*Cel zadania:* Zaktualizuj wszystkie poniższe wiersze, zastępując "Drop" przez "Place". Pozostała treść ma pozostać bez zmian.

*Wiersze danych:*
..............................
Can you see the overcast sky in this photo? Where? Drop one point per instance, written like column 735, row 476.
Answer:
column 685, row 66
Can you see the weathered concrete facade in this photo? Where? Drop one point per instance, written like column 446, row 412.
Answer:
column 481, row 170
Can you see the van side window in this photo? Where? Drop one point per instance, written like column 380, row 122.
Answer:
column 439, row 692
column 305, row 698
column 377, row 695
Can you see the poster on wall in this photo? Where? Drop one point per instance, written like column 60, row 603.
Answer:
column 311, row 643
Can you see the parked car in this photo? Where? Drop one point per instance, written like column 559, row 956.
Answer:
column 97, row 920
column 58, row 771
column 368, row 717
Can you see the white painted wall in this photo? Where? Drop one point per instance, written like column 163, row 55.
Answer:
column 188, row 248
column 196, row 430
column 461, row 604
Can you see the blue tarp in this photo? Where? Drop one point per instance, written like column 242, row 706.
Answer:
..............................
*Rozwiązanie zadania:*
Can you see the overcast sky in this photo? Where? Place one point per instance, written like column 735, row 476.
Answer:
column 685, row 66
Can you see the weathered concrete facade in this photo? Where? Place one point per instance, written like column 446, row 412.
Answer:
column 481, row 170
Can you see the van side window in this photo? Where? Place one point per instance, written like column 380, row 122.
Answer:
column 439, row 692
column 305, row 698
column 377, row 695
Can you see the poster on wall in this photo? Where? Place one point per instance, written like column 60, row 603.
Answer:
column 311, row 643
Can you see the parked car in this photo? Where? Place one point per instance, written like column 559, row 956.
Answer:
column 97, row 920
column 58, row 771
column 368, row 717
Can you see the white painted wall in this photo? Where? Place one point per instance, written like column 163, row 55.
Answer:
column 188, row 248
column 196, row 430
column 461, row 604
Can you see the blue tarp in this photo? Where? Place one point per instance, written like column 242, row 706.
Answer:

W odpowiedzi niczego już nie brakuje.